§ WORK REQUIRED
Copy everything from the line containing "Guideline: for every instance of the blossom on" down to the end of the entries, leaving out the pictures.

§ ENTRIES
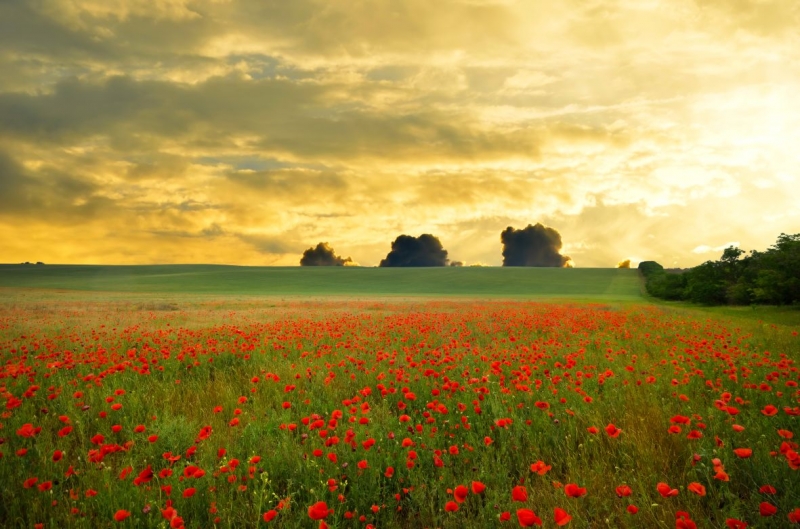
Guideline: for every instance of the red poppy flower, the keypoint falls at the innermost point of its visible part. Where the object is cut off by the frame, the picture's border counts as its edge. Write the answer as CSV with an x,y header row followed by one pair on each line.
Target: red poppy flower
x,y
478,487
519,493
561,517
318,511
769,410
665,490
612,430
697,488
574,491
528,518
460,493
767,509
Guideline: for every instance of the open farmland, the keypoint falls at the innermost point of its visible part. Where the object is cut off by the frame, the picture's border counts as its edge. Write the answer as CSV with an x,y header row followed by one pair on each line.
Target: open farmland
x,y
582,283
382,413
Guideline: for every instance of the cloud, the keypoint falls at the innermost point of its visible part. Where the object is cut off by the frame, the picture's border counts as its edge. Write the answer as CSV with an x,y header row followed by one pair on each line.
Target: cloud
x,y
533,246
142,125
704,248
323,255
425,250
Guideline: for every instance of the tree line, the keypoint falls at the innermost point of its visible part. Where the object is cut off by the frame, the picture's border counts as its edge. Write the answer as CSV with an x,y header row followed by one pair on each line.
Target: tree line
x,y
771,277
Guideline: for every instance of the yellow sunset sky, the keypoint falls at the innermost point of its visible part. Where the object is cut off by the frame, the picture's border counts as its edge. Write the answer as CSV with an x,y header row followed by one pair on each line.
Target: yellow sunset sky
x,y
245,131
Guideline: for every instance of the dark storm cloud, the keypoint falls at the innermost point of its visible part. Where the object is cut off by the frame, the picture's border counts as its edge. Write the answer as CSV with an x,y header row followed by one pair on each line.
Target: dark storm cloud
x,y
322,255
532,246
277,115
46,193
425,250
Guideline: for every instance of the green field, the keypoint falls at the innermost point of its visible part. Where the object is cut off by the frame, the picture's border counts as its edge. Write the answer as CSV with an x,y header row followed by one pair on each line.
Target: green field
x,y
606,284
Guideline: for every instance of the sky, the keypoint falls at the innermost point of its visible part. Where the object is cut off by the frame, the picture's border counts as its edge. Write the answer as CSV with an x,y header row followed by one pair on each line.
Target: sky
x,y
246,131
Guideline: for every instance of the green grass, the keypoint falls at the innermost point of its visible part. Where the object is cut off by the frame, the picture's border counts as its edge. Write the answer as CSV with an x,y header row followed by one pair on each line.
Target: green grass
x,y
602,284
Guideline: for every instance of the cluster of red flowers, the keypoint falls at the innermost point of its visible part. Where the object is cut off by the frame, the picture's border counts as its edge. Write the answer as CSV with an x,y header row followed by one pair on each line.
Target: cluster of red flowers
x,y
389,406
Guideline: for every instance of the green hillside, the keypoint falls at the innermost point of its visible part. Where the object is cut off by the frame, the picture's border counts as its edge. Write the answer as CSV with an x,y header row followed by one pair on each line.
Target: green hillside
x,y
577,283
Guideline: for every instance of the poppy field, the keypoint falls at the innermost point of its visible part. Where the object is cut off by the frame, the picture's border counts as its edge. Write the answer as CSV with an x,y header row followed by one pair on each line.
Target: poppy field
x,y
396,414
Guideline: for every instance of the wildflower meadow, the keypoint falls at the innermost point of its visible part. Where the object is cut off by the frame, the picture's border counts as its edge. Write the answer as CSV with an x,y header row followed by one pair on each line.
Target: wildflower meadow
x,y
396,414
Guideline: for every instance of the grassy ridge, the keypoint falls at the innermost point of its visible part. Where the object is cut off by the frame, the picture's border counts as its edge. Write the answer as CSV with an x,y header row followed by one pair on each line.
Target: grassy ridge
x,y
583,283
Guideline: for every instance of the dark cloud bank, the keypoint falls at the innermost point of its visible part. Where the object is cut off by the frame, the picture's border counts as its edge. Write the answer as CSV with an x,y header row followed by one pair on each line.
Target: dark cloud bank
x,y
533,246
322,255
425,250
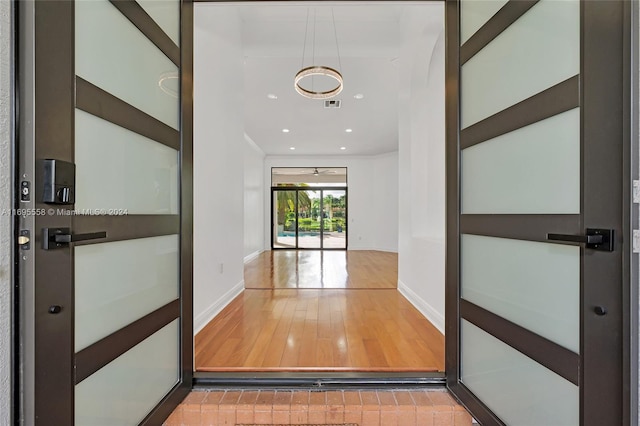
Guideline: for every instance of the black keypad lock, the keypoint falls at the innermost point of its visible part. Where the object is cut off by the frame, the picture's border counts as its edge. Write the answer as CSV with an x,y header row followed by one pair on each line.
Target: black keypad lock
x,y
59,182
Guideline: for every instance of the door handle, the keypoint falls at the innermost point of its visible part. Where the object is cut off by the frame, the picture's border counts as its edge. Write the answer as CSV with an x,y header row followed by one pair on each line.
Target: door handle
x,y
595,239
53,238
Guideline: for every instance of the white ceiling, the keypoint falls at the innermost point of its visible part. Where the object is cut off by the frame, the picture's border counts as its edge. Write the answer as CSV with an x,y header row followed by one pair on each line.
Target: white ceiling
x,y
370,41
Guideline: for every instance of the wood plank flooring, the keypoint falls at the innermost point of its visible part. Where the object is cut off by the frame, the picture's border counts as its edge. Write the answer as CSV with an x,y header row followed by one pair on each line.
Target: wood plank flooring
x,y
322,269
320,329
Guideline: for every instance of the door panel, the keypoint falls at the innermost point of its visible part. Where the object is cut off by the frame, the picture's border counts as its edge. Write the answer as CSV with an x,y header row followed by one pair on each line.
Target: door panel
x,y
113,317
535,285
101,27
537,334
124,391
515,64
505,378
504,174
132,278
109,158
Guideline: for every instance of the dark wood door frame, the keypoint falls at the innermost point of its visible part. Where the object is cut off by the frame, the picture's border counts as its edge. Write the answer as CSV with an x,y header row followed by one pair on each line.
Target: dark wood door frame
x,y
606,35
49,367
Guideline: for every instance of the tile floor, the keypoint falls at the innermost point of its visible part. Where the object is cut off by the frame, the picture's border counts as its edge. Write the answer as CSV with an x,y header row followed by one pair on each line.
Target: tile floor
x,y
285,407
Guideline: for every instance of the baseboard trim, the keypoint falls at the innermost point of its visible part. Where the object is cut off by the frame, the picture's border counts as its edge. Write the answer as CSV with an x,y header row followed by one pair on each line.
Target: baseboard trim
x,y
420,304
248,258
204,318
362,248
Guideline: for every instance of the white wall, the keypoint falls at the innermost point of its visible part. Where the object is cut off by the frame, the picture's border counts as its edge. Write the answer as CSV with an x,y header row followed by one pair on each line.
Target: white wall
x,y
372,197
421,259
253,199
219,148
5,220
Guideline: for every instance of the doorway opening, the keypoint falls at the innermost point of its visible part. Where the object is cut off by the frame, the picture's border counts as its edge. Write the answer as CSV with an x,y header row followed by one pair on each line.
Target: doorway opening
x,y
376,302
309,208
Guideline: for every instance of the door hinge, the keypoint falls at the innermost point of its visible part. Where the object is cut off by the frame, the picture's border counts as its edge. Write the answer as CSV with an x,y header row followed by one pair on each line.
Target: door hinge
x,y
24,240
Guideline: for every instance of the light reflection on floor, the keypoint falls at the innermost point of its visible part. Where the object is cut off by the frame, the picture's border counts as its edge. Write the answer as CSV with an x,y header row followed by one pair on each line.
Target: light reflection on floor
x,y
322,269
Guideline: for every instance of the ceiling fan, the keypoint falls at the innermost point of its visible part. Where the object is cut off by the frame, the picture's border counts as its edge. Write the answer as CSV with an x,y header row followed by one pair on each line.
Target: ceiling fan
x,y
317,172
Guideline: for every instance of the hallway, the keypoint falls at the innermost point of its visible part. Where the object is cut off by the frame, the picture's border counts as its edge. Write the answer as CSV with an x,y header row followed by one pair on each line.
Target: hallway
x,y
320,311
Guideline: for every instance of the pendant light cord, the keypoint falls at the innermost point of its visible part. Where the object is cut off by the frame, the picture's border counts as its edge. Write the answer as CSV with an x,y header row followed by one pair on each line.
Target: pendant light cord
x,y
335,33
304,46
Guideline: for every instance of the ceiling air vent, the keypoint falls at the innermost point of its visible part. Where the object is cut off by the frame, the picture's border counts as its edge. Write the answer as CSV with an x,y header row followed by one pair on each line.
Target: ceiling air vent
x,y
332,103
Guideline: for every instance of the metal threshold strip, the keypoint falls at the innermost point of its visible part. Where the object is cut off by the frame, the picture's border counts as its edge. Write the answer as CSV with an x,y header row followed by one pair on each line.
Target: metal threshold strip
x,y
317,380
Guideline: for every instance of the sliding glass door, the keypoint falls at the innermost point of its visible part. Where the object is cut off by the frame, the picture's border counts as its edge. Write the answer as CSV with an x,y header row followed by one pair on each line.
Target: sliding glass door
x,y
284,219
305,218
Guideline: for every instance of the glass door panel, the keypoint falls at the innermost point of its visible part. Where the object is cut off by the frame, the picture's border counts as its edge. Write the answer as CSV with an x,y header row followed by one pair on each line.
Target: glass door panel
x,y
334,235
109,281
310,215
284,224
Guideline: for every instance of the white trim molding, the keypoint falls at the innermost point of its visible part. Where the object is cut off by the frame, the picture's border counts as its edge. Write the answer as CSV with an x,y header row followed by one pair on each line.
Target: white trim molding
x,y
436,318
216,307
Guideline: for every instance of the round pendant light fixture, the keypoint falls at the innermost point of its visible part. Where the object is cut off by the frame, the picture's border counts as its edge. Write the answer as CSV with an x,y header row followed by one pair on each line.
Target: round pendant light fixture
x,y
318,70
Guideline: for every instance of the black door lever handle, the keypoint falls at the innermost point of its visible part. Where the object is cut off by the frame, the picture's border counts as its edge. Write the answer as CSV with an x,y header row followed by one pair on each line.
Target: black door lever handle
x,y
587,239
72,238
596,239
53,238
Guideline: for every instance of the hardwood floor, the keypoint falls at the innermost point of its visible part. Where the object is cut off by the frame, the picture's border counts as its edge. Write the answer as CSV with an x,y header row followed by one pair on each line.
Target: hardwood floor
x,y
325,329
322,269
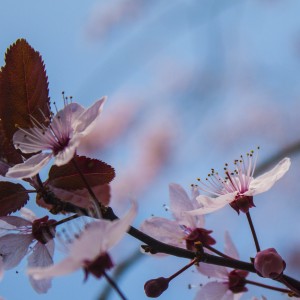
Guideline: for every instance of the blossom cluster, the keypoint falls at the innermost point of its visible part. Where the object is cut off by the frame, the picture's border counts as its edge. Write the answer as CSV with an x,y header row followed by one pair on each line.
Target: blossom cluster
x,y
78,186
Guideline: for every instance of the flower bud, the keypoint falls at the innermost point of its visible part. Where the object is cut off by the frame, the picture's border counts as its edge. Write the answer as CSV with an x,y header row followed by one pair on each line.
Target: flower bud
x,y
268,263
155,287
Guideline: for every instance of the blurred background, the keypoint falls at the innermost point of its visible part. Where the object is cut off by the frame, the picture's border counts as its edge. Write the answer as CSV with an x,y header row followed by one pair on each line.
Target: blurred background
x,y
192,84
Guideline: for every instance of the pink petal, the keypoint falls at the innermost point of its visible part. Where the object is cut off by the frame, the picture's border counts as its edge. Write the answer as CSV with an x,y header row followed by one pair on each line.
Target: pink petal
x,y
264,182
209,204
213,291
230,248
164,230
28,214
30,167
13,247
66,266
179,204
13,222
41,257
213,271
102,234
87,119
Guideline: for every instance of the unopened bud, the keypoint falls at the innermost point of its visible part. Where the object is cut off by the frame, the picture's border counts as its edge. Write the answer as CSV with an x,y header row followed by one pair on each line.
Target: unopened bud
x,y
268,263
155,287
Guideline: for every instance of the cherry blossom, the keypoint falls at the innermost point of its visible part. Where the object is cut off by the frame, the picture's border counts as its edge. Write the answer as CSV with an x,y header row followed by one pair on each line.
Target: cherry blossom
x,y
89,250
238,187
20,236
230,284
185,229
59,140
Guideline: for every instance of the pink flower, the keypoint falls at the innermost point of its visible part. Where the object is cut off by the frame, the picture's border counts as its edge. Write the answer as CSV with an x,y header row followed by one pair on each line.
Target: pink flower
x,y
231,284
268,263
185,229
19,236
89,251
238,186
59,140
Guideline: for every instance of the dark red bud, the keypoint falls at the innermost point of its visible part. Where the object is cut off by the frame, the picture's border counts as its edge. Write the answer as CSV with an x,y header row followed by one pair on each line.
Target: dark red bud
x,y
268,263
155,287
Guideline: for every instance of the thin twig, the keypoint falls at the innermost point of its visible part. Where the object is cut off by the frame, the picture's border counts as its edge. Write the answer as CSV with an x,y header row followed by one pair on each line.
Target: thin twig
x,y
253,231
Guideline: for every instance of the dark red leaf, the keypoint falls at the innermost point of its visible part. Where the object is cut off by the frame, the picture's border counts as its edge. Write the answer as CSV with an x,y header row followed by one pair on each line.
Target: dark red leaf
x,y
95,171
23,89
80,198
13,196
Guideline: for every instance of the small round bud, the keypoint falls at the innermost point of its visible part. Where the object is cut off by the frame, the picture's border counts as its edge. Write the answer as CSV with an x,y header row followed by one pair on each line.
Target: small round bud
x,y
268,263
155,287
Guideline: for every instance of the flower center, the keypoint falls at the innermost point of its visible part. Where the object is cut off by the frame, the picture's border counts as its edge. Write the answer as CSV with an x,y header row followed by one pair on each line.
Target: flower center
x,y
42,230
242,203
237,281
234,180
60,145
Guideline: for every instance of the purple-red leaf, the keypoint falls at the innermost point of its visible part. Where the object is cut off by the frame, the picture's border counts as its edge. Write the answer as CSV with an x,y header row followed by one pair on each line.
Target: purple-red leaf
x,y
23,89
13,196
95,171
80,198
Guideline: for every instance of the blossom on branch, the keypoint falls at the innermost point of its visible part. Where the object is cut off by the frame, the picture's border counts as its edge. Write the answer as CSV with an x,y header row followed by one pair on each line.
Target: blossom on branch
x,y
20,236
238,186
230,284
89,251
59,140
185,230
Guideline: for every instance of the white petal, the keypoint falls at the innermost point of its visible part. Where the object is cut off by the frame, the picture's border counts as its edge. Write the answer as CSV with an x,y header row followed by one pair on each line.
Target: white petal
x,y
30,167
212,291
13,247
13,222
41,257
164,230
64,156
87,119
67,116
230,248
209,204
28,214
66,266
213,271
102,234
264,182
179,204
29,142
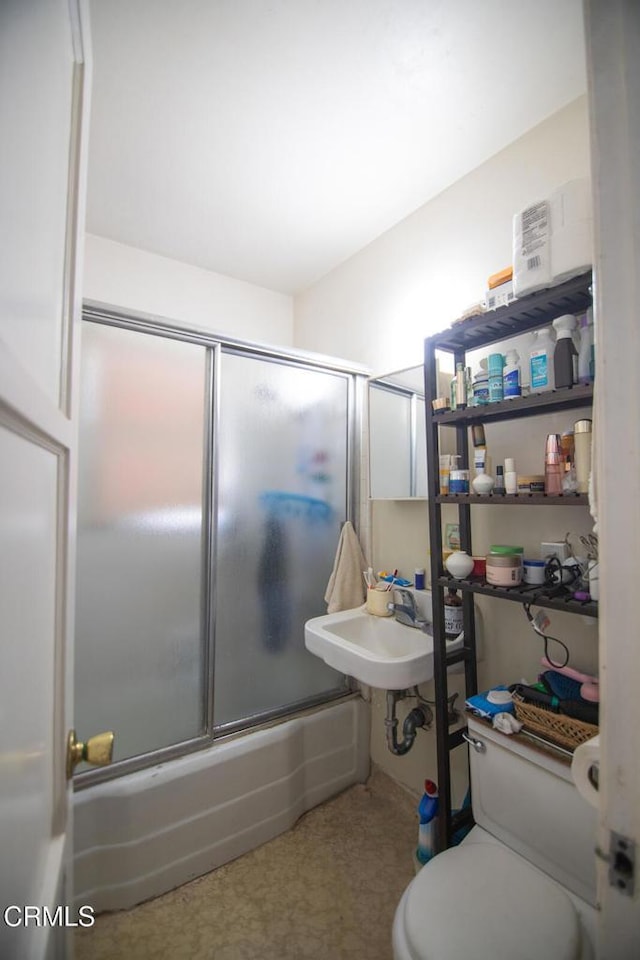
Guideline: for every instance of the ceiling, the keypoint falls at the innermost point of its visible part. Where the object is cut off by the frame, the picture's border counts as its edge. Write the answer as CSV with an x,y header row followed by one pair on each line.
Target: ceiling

§ WORKED SOLUTION
Guideline: for every instance of the blossom on branch, the keypoint falls at the innermost point of its visible part. Where the object is cut off by the frame, the picture's border counts as its edge. Write the answer as CSV with an x,y header row followed by one pair on each line.
Target: blossom on branch
x,y
20,236
238,186
230,284
89,251
59,140
185,230
Guideline: for every instance of the white petal, the keypoint falls at the innermost point of its visible part. Where the object is cut off by the frame, the picture's border counts as its edge. Write the answer as CSV with an x,y header row followed by one pair on each line.
Target: white petal
x,y
30,167
212,291
13,247
13,222
41,257
164,230
64,156
87,119
67,116
230,248
209,204
28,214
66,266
213,271
102,234
264,182
179,204
29,142
Guideline: for every instance of the ceiling, the keypoint falls at the innermost point of its visible part. Where the object is cut off by the frame, the picture's border counts as its edge. Write the answer as CSV with an x,y header row followed by one pair on each line.
Target: ceiling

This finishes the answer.